> **DATA TO EXAMINE**
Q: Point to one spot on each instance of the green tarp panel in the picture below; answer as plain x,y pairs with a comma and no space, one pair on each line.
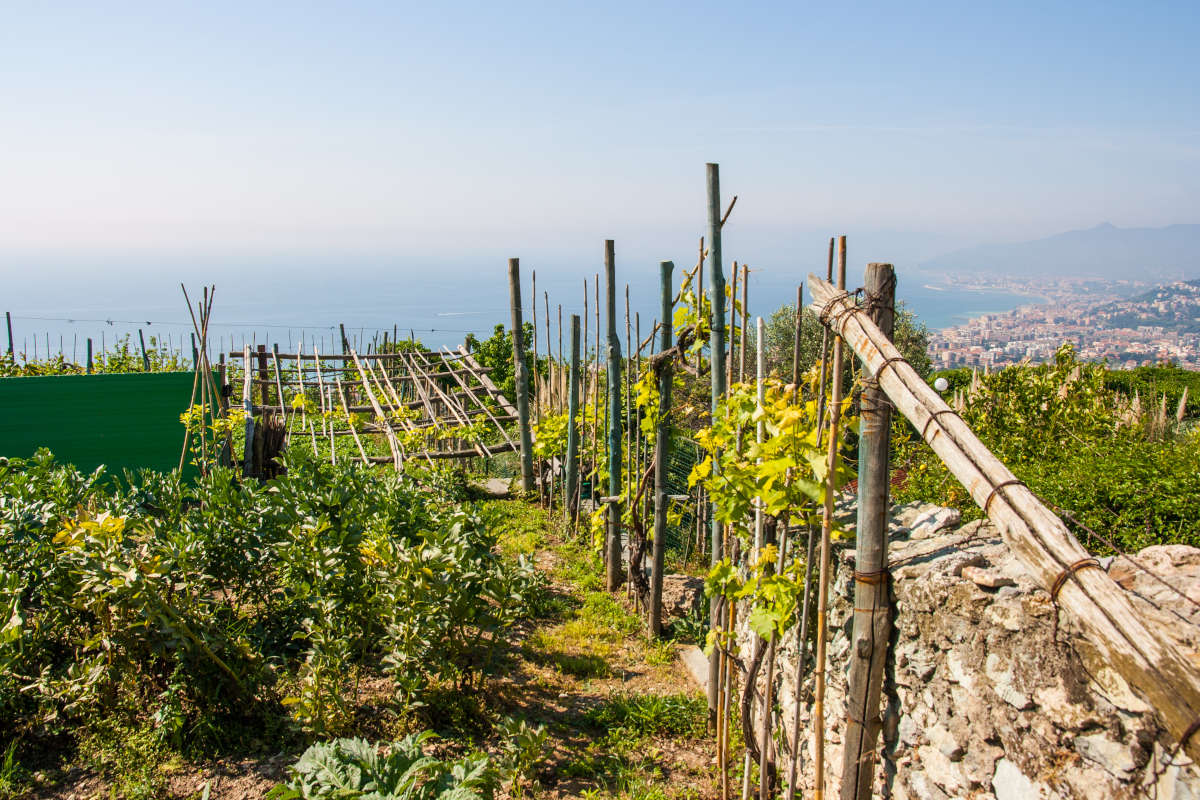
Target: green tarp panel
119,420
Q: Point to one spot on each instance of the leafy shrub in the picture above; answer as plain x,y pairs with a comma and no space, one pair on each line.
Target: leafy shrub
1087,450
352,769
678,715
214,603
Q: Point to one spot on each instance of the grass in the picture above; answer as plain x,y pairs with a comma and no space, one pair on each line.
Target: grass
522,527
133,761
682,714
13,775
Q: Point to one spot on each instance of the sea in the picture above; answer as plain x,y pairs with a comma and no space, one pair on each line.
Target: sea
438,306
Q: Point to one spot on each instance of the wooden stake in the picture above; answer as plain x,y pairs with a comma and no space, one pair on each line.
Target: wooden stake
871,626
247,407
826,546
521,377
745,317
573,429
717,355
346,409
612,548
1041,541
661,456
145,359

> **DESCRIPTION OF THE TASK**
Write out the records above exactly as they appear, leaving out any pictures.

> **YOUR SOLUTION**
Q: Point to one spot on each instance of the green tarp panel in the picture below; answer as plain x,y pairs with a comma and no space, one pair on each line.
Target: green tarp panel
119,420
Q: Point to one spot on each instance of the leafy shrub in the picture above; answer as plain x,y pairs with a comma and no space, one pair on each line.
Target: leafy shrub
1087,450
352,769
678,715
214,603
Q: Point to one spot on each instance of the grass in the picture above; answer as plain x,y pairs with a comma and no space, one pair on each line.
Target: grass
522,527
133,761
682,714
13,775
Q: Point to one spot on each instance of the sea in the picture above; answer as plain x,y pairs with a comma and no space, one pair on each line.
Target: sea
438,306
Q: Point to one spot on each instance of the wooden stake in the picture above; answer as plain x,y pairs with a comma and no space, one pair on each line.
Target: wooden stake
871,626
247,407
826,546
521,377
745,317
573,429
717,355
346,409
612,548
1041,541
661,456
145,359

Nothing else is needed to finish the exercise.